Source

‘The mountain has laboured and brought forth a mouse.’ This old Greek proverb going back to Aesop two-and-a-half millennia ago basically describes the new Government’s maiden Budget that was presented in Parliament by the Minister of Finance last Monday. The National People’s Power (NPP) regime’s first proper budget, though essentially interim in nature as it only covers the period from April to December 2025, came about amidst an immense sense of anticipation stemming from the mountain of promises made during the twin election campaigns last year and the underlying promise of radical change on socialist lines in accordance with the party’s Marxist credentials.
But what saw the light of day as Budget 2025 was quite the anticlimax, with the regime deciding to play it safe and continue with what has been described as Wickremesinghe version 2.0 as far as budgetary direction is concerned. While continuation of former President Ranil Wickremesinghe’s International Monetary Fund (IMF)-calibrated budget direction has been hailed as positive by the business community – for it provides no shocks and ensures continuity of the economic reform process that has been in the works since the IMF bailout programme kicked in at the height of the economic crisis mid-2022 – it flies in the face of what the NPP kept telling the people during the hustings.

Direction a
Reproduce the Budget 2025 commentary word for word from "But what saw" up to and including "during the hustings.".

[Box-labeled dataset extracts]

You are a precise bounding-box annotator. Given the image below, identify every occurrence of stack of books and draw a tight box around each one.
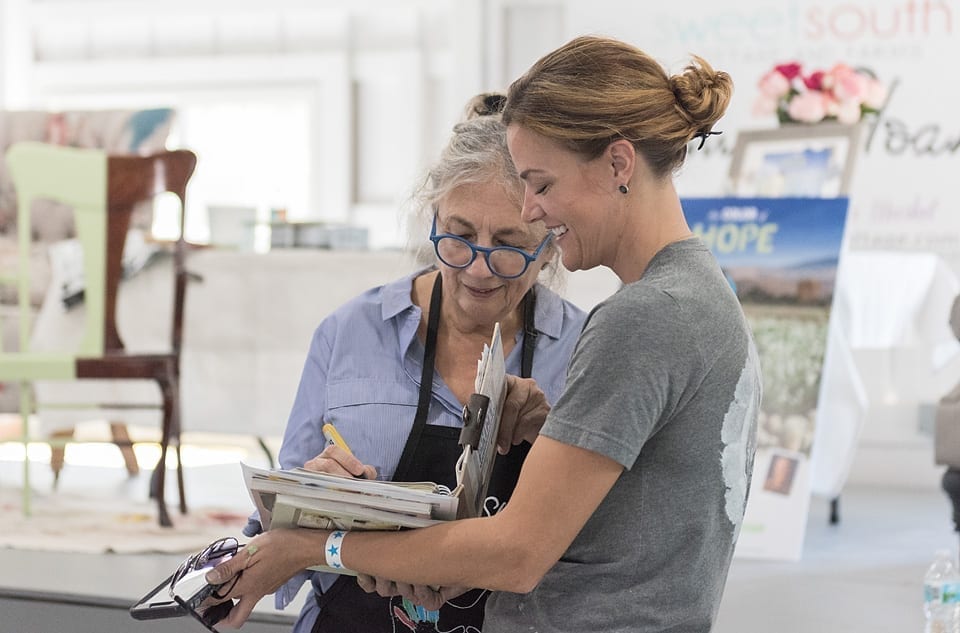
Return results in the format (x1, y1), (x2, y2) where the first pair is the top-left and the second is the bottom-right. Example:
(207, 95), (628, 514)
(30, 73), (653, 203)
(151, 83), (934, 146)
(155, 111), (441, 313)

Direction b
Write out all of the box-labeled dataset records above line for line, leaving out the pictures.

Worked answer a
But what saw the light of day as Budget 2025 was quite the anticlimax, with the regime deciding to play it safe and continue with what has been described as Wickremesinghe version 2.0 as far as budgetary direction is concerned. While continuation of former President Ranil Wickremesinghe’s International Monetary Fund (IMF)-calibrated budget direction has been hailed as positive by the business community – for it provides no shocks and ensures continuity of the economic reform process that has been in the works since the IMF bailout programme kicked in at the height of the economic crisis mid-2022 – it flies in the face of what the NPP kept telling the people during the hustings.

Worked answer b
You are a precise bounding-box annotator. Given the image below, identify every occurrence of stack of books and draw a tight box around each one.
Return results in the format (x1, y1), (x2, y2) where the first pair is the top-left and the second is the bottom-right. Example:
(207, 95), (628, 514)
(30, 73), (653, 203)
(151, 83), (934, 146)
(155, 111), (441, 313)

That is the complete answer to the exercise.